Page excerpt -
-- START --
The AMITzvah events started on July 3 with a day of vegetable picking and candy packaging for the children of Beit Hayeled. AMIT partnered with the NGO Leket Israel, the national foodbank that distributes rescued food to Israelis in need.

Americus said about 70 people came together earlier in the month at the children’s home to tye-dye bags, which will be stuffed with donated toiletries on July 24.

“The kids of Beit Hayeled travel for the holidays or Shabbat and unfortunately, where they’re going they don’t have toothbrushes and toothpaste, they don’t have soap,” she said. “It’s things that we take for granted – basic hygiene – that they don’t [necessarily] have access to. So we’re preparing for them little kits so they can use on the road.”



On July 31, volunteers will paint the walls of the children’s home which “are crumbling and could use a facelift,” according to Americus.

“I’m pleased to see how happy people were to come out and help,” said Motti Asraf, director of Beit Hayeled. “It is so heartwarming to see children giving up their free time to help other children.”
-- END --
Short exercise - Extend the article about the AMITzvah volunteer events at Beit Hayeled by writing a few more sentences that follow on from its final quote.

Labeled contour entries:
-- START --
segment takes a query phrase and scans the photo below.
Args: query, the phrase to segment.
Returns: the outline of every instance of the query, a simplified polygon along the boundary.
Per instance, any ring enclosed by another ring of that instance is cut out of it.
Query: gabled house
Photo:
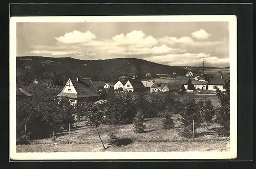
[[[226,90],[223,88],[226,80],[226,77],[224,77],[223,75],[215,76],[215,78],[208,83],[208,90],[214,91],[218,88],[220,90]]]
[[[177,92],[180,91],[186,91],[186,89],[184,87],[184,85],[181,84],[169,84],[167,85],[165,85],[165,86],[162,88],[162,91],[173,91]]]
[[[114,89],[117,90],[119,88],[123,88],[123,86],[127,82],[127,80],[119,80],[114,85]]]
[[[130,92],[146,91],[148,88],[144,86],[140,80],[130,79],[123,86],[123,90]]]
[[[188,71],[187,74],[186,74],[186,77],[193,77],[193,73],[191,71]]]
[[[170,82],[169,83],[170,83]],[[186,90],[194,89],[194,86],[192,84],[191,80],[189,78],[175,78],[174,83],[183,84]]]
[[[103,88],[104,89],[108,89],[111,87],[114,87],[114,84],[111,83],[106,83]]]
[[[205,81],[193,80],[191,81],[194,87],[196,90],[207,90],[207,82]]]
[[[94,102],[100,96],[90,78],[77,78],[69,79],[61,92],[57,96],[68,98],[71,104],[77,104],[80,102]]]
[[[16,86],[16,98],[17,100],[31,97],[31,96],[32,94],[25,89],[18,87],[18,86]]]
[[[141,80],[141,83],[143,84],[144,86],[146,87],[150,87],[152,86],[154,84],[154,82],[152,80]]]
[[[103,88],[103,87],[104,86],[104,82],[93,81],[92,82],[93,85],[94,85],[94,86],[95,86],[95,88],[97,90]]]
-- END --
-- START --
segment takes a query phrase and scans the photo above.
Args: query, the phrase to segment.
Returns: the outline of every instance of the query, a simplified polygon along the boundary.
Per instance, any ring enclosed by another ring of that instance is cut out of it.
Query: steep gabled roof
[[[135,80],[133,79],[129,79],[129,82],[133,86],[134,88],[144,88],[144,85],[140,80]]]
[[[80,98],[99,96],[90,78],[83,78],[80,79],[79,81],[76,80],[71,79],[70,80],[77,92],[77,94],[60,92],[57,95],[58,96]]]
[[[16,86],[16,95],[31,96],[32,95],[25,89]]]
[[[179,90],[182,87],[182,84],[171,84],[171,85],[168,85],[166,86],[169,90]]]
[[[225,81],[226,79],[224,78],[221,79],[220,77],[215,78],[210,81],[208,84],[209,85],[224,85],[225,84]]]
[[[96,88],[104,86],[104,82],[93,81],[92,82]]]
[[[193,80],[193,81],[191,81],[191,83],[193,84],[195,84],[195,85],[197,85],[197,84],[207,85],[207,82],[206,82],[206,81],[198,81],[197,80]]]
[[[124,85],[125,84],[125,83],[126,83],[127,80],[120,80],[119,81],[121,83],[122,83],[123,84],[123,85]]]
-- END --
In response -
“What I’ve heard from a few participants is that their summers are mostly filled with trips to amusement parks and summer day camps,” Americus said. “It’s important also, from the side of the parents, to give their kids the opportunity to help somebody else, to volunteer and to give to somebody less fortunate, and we’re glad that we are able to help them do that.”

Most of the volunteers are mothers and daughters, Americus said, but some fathers and grandparents have also participated in this month’s activities with children.

“I think a lot of the kids come because they hear that it’s a fun activity,” she said. “They walk away with a feeling that it wasn’t just fun arts and crafts activity, they also made a real difference in somebody’s life.”